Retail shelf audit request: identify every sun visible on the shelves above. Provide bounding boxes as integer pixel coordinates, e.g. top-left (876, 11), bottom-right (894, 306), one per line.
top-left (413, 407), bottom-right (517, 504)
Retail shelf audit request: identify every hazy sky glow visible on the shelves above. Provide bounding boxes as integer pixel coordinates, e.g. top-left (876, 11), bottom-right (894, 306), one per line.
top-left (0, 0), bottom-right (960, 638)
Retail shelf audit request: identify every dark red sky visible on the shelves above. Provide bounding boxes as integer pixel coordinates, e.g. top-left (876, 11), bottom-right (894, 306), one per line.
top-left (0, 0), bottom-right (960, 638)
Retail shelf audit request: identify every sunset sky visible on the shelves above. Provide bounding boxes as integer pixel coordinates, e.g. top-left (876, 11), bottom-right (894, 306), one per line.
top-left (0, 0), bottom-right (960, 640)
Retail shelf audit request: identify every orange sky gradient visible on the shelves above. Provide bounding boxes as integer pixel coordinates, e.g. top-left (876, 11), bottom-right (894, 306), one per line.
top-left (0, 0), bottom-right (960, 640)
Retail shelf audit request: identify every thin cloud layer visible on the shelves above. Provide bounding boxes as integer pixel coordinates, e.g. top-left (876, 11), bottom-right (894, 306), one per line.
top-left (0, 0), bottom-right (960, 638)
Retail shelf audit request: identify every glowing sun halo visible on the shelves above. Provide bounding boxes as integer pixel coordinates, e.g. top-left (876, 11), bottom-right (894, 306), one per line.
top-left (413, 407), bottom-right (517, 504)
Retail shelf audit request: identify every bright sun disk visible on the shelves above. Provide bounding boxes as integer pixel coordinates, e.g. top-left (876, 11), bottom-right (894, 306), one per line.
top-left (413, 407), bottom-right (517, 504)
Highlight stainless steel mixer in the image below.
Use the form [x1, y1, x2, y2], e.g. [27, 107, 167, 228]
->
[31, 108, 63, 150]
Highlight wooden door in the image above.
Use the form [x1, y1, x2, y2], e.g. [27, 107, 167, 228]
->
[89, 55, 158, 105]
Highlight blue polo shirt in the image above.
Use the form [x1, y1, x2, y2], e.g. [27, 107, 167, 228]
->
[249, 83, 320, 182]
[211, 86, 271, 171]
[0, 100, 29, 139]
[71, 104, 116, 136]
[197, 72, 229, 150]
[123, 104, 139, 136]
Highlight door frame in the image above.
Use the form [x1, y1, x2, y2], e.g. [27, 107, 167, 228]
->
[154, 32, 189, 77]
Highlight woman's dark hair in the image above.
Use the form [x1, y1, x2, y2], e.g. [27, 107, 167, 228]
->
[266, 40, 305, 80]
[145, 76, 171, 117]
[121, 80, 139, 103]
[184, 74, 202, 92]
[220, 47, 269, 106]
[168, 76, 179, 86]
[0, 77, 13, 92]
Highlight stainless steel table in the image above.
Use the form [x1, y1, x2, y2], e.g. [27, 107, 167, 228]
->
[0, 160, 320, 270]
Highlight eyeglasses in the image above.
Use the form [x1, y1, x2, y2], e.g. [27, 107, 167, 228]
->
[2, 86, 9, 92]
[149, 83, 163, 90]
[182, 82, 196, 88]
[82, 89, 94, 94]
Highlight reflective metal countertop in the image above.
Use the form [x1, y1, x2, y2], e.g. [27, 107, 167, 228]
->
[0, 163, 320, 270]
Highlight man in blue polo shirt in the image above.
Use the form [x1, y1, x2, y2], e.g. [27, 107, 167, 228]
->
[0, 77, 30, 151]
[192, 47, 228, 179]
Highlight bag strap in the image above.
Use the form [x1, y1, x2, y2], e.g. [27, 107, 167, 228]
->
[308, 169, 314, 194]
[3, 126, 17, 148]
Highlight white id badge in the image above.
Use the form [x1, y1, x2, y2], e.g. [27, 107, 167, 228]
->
**********
▸ WRITTEN INSTRUCTION: Can you reproduce all of the material above line for line, changing nothing?

▸ RESULT OF THE TASK:
Retail shelf audit request: identify every sun visible on the shelves above. Provide bounding boxes as integer pixel coordinates, e.g. top-left (876, 11), bottom-right (894, 306), one per line.
top-left (413, 407), bottom-right (517, 504)
Retail shelf audit request: identify every hazy sky glow visible on the shelves above. Provide bounding boxes as integer pixel coordinates, e.g. top-left (876, 11), bottom-right (894, 306), one per line.
top-left (0, 0), bottom-right (960, 638)
Retail shelf audit request: identify every dark red sky visible on the shelves above. Provide bounding boxes as integer pixel coordinates, e.g. top-left (876, 11), bottom-right (894, 306), one per line.
top-left (0, 0), bottom-right (960, 638)
Retail shelf audit request: identify every sunset sky visible on the shelves above. Provide bounding boxes as integer pixel coordinates, e.g. top-left (876, 11), bottom-right (894, 306), one per line.
top-left (0, 0), bottom-right (960, 640)
Retail shelf audit request: identify every orange sky gradient visible on the shelves above. Provide bounding boxes as integer pixel coordinates, e.g. top-left (876, 11), bottom-right (894, 306), one per line.
top-left (0, 0), bottom-right (960, 640)
Retail shelf audit request: identify every thin cloud layer visible on the shelves above. Provide bounding boxes as integer pixel coordinates, e.g. top-left (876, 11), bottom-right (894, 306), one per line.
top-left (0, 0), bottom-right (960, 638)
Retail shelf audit request: identify every glowing sun halo visible on the shelves above. Provide bounding boxes as integer pixel coordinates, e.g. top-left (876, 11), bottom-right (894, 306), one per line.
top-left (413, 407), bottom-right (517, 504)
Retail shelf audit request: identify every bright sun disk visible on the shelves above. Provide bounding boxes as integer pixel coordinates, e.g. top-left (876, 11), bottom-right (894, 306), one per line.
top-left (413, 407), bottom-right (517, 504)
Highlight stainless steel mixer in the image below.
Use the form [x1, y1, x2, y2], e.g. [27, 107, 167, 228]
->
[31, 108, 63, 150]
Highlight wooden door in the image above.
Use the form [x1, y1, x2, y2], e.g. [27, 107, 167, 228]
->
[89, 55, 158, 105]
Highlight blue polo shirt in the image above.
Use the form [x1, y1, x2, y2], e.g. [27, 107, 167, 228]
->
[249, 83, 320, 182]
[211, 86, 271, 171]
[0, 100, 29, 139]
[71, 104, 116, 136]
[197, 72, 229, 150]
[123, 104, 139, 136]
Highlight door frame in the image above.
Use the form [x1, y1, x2, y2], e.g. [27, 107, 167, 228]
->
[154, 32, 189, 77]
Highlight woman's dark hair in the image above.
Use the form [x1, y1, x2, y2], e.g. [27, 107, 167, 228]
->
[266, 40, 305, 80]
[145, 76, 171, 117]
[121, 80, 139, 103]
[184, 74, 202, 92]
[220, 47, 269, 106]
[168, 76, 179, 86]
[0, 77, 13, 92]
Highlight stainless steel table in the image above.
Use the form [x1, y1, x2, y2], e.g. [27, 107, 167, 228]
->
[0, 160, 320, 270]
Highlight eyeglasses in the image above.
Use the form [x1, y1, x2, y2], e.g. [27, 107, 167, 228]
->
[2, 86, 9, 92]
[149, 83, 163, 90]
[182, 82, 196, 88]
[82, 89, 94, 94]
Highlight reflective metal countertop in the image above.
Use the form [x1, y1, x2, y2], e.g. [27, 107, 167, 228]
->
[0, 163, 320, 270]
Highlight man in blue polo shirt in the image above.
Use the form [x1, y1, x2, y2], e.g. [27, 107, 167, 228]
->
[0, 77, 30, 151]
[192, 47, 228, 179]
Highlight bag strap in the image above.
Use the form [x1, y1, x2, y2], e.g. [27, 107, 167, 228]
->
[308, 169, 314, 194]
[3, 126, 17, 148]
Highlight white id badge in the image above.
Use the form [x1, y1, x2, y2], e.g. [27, 107, 167, 228]
->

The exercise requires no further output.